Source extract:
So the climate scientists didn't make grand assertions - but they did manage to get the threshold of two degrees Celsius higher global temperature adopted as the never-exceed target for the IPCC's efforts to get the warming under control.

The United Nations has previously warned the voluntary greenhouse gas reductions agreed in Paris may not be enough to reach the 2 degrees target anyway.Even if governments kept to their pledges.

In the worst-case scenario, the researchers predict the Earth's climate would stabilise at around 4-5C higher - hotter than any point for 1.2 million years - and with sea level increase of up to 60m.

"Climate and other global changes show us that we humans are impacting the Earth system at the global level", says coauthor Katherine Richardson, professor at the Center for Macroecology, Evolution and Climate at the University of Copenhagen.

Maximising the chances of avoiding a "Hothouse Earth" requires not only reduction of carbon dioxide and other greenhouse gas emissions but also enhancement or creation of new biological carbon stores, the scientists warn, through improved forest, agricultural and soil management; biodiversity conservation; and technologies that remove carbon dioxide from the atmosphere and store it underground.

Geo-engineering ("solar radiation management") is already part of the package, and that it will be down to human beings to manage the entire ecosystem to keep it stable.

I haven't bothered to ask Lovelock if we are there yet.

Excerpted data:
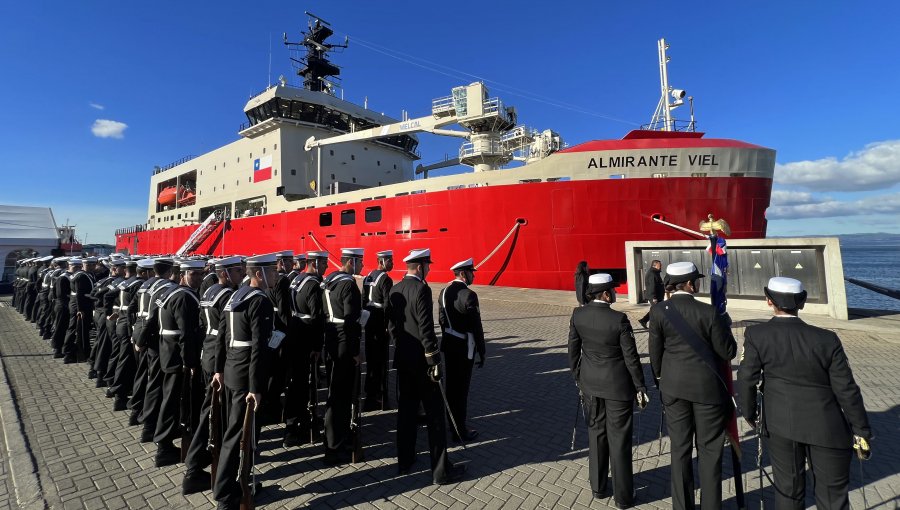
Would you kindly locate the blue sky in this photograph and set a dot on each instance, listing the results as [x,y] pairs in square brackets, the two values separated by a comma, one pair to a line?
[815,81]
...
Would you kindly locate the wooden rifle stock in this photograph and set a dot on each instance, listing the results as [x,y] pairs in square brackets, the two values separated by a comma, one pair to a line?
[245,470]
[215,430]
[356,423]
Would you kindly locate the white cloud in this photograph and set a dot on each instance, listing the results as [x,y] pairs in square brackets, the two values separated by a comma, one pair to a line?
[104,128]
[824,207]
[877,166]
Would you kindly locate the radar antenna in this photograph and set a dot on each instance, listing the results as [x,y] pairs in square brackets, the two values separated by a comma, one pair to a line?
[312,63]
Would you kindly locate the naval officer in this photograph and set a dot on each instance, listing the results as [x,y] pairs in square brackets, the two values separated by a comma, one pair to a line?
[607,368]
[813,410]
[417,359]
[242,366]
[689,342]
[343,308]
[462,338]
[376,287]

Required action:
In the climate excerpt's worst-case scenario, how much could sea level rise? The records have nothing to do with this.

Problem solution:
Up to 60 m.